_PROMPT A_:
Pick out and copy every line of the records that holds the string "negative".

EXTRACT below:

Abubakar Siddique Mohammed is professor of political science at Ahmadu Bello University. He said the PDP candidate selection process was flawed.

“You are in the United States. You know that the primaries are conducted in a transparent manner. Members of the party come out to choose their own candidate. But in virtually all the states of the federation, candidates were imposed by the governors. In some states, in fact delegates were not even allowed to vote. The cards were seized from them and given to chairmen of the party to do the actual voting. And so many people were actually eliminated by these panels even before they contested. And this is not good for democracy in this country,” he said.

Mohammed also took issue with the way the various governors running president handled themselves.

“There is nothing wrong with a governor wanting to contest the presidential election next year. But what is ridiculous about the whole process was that you saw governors visiting each other seeking for support. The governor of say Cross Rivers State who is interested in the presidency would visit the governor of Kaduna State who has also declared his interest in the presidency. So they were just circulating among themselves. They didn’t come out to seek support from the people,” Mohammed said.

He said he understood the selection of Bayelsa State Governor Goodluck Jonathan, a southerner, as the vice presidential choice for the ruling PDP Party.

“I can see why the vice president may have to come either from the Southeast or the South-South given the fact that in the last eight years, President Obasanjo from the southwest has been the president of the country,” he said.

But Mohammed wondered why the governors from the South-South within the PDP would renege on their previous position that they would settle for nothing except the presidency. But he said understands that in politics anything is possible.

Embattled Vice President Atiku Abubakar, who has been shunned by his own party, is likely to seek the endorsement of the Action Congress Party, which has reportedly entered into a working agreement for an alliance with the All Nigeria Peoples Party. Mohammed said any such alliance would present a challenge to the ruling PDP.

“It would certainly be formidable. In fact, the problem is that if the PDP does not put its house in order, there would be implosion. Those who have left the PDP and now moved to other parties were in government before. They are also rich like the PDP, and so they are really going to give PDP a big fight. And that is my fear of the country. Because of the desperation of the PDP, they are likely to go out the way they did during the last election to rig the election in a manner which is far blatant and open. And if they do that this time, it would certainly affect the stability of the country because the stakes are so high,” Mohammed said.

End of EXTRACT.
TASK MATERIAL below:

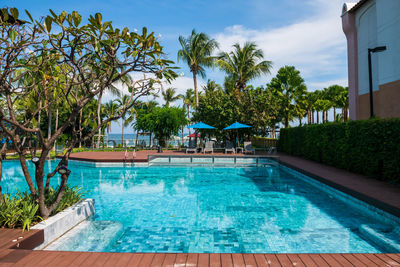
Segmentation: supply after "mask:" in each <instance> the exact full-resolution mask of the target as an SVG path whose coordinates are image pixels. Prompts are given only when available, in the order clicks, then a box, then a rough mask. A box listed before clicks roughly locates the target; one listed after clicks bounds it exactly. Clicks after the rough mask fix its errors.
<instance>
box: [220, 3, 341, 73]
mask: <svg viewBox="0 0 400 267" xmlns="http://www.w3.org/2000/svg"><path fill="white" fill-rule="evenodd" d="M305 4H306V5H307V6H308V7H309V8H310V12H311V13H312V14H311V15H310V17H309V18H307V19H305V20H302V21H298V22H296V23H293V24H289V25H286V26H283V27H279V28H274V29H264V30H263V29H261V30H259V29H250V28H246V27H244V26H242V25H233V26H231V27H228V28H226V29H225V30H224V31H223V32H221V33H219V34H216V35H215V36H214V37H215V38H216V40H217V41H218V42H219V43H220V49H221V50H224V51H229V50H231V49H232V45H233V44H234V43H237V42H238V43H240V44H243V43H244V42H246V41H252V42H255V43H256V44H257V45H258V47H259V48H261V49H262V50H263V51H264V57H265V59H268V60H271V61H273V65H274V68H273V73H272V74H273V75H274V74H275V73H276V72H277V70H278V69H279V68H280V67H282V66H284V65H294V66H296V68H298V69H299V70H300V71H301V73H302V75H303V77H305V78H306V81H307V80H310V81H312V80H321V78H322V77H323V76H335V75H336V76H337V75H339V76H340V77H339V79H341V78H343V77H346V75H345V73H346V65H345V59H346V41H345V40H346V39H345V36H344V33H343V32H342V26H341V19H340V10H341V5H342V4H343V2H342V1H341V0H328V1H327V0H313V1H308V2H306V3H305Z"/></svg>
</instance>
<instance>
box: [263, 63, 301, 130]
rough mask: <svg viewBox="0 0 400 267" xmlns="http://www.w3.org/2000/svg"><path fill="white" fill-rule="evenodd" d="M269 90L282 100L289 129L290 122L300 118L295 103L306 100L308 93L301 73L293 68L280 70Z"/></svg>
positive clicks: (285, 115) (268, 84)
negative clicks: (292, 120) (307, 93)
mask: <svg viewBox="0 0 400 267" xmlns="http://www.w3.org/2000/svg"><path fill="white" fill-rule="evenodd" d="M268 88H269V89H270V90H271V91H272V92H273V93H274V94H275V95H277V97H278V99H280V101H281V106H282V110H281V113H282V117H283V123H284V125H285V128H287V127H289V122H290V121H292V120H293V118H294V117H295V116H298V113H297V111H296V105H295V104H294V103H296V102H297V101H298V100H300V99H302V98H304V94H305V93H306V91H307V87H306V85H305V83H304V79H303V78H302V77H301V76H300V71H298V70H296V68H295V67H293V66H285V67H282V68H280V69H279V70H278V74H277V75H276V77H274V78H273V79H272V80H271V82H270V83H269V84H268Z"/></svg>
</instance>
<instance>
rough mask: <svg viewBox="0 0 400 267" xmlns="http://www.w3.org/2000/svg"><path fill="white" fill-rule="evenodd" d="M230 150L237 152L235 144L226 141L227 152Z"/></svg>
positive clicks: (225, 152)
mask: <svg viewBox="0 0 400 267" xmlns="http://www.w3.org/2000/svg"><path fill="white" fill-rule="evenodd" d="M228 152H232V153H233V154H235V153H236V152H235V147H234V146H233V143H232V142H230V141H227V142H226V147H225V154H226V153H228Z"/></svg>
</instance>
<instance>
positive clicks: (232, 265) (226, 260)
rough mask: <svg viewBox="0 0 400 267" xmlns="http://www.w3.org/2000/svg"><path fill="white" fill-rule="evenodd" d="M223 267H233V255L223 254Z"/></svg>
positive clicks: (222, 260)
mask: <svg viewBox="0 0 400 267" xmlns="http://www.w3.org/2000/svg"><path fill="white" fill-rule="evenodd" d="M221 266H222V267H233V262H232V255H231V254H228V253H223V254H221Z"/></svg>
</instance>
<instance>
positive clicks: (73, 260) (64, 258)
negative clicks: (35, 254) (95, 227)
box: [40, 251, 95, 267]
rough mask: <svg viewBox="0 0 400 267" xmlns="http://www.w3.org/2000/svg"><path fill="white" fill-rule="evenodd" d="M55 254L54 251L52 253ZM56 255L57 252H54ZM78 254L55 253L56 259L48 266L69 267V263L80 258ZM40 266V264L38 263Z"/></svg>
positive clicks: (54, 259) (75, 253)
mask: <svg viewBox="0 0 400 267" xmlns="http://www.w3.org/2000/svg"><path fill="white" fill-rule="evenodd" d="M53 252H55V251H53ZM56 253H57V252H56ZM80 254H81V253H80V252H64V253H57V257H55V258H54V259H53V260H52V261H51V262H50V264H49V266H57V267H64V266H70V262H71V261H74V260H75V259H76V258H78V257H79V256H80ZM40 264H42V263H41V262H40ZM93 266H95V265H93Z"/></svg>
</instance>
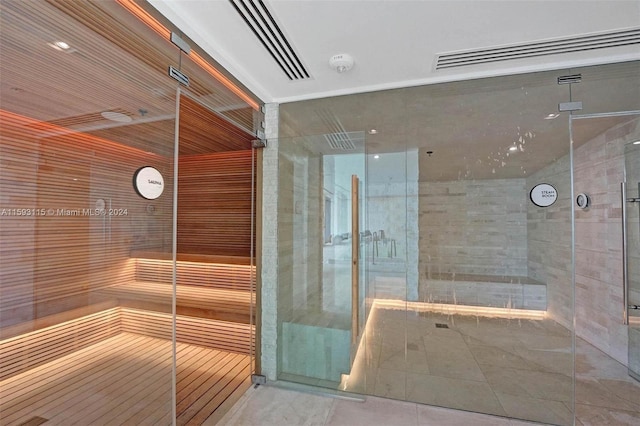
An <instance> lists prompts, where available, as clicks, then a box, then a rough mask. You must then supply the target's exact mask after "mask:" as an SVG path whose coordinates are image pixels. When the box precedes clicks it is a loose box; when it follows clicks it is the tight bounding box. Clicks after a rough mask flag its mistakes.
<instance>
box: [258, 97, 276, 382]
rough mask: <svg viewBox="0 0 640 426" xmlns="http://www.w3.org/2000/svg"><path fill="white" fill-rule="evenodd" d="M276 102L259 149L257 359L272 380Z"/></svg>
mask: <svg viewBox="0 0 640 426" xmlns="http://www.w3.org/2000/svg"><path fill="white" fill-rule="evenodd" d="M278 112H279V109H278V105H277V104H266V105H265V116H264V121H265V136H266V138H267V147H266V148H264V149H263V150H262V197H261V198H262V212H260V213H259V214H260V220H261V222H262V235H261V236H260V237H261V238H262V241H261V252H260V253H261V256H262V258H261V259H260V265H261V271H260V274H261V276H260V281H261V283H260V291H261V297H260V300H261V306H260V309H261V328H260V334H261V336H260V342H261V347H260V361H261V366H262V372H261V373H262V374H264V375H266V376H267V378H268V379H270V380H275V378H276V376H277V361H276V360H277V344H276V342H277V337H278V327H277V320H278V311H277V306H278V305H277V303H278V288H277V283H278V262H279V259H278V258H279V251H278V125H279V116H278Z"/></svg>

End of TASK MATERIAL.

_PROMPT B_:
For each statement, answer yes or no according to the PDP article, and quote the deciding words from it. (i) Mohammed says that in some states delegates were not allowed to vote. (ii) Mohammed objects to any governor contesting the presidential election. (iii) Goodluck Jonathan is the governor of Cross Rivers State.

_YOUR SOLUTION A_:
negative clicks: (292, 120) (307, 93)
negative clicks: (35, 254) (95, 227)

_YOUR SOLUTION B_:
(i) Yes: "In some states, in fact delegates were not even allowed to vote."
(ii) No: "There is nothing wrong with a governor wanting to contest the presidential election next year."
(iii) No: "Bayelsa State Governor Goodluck Jonathan"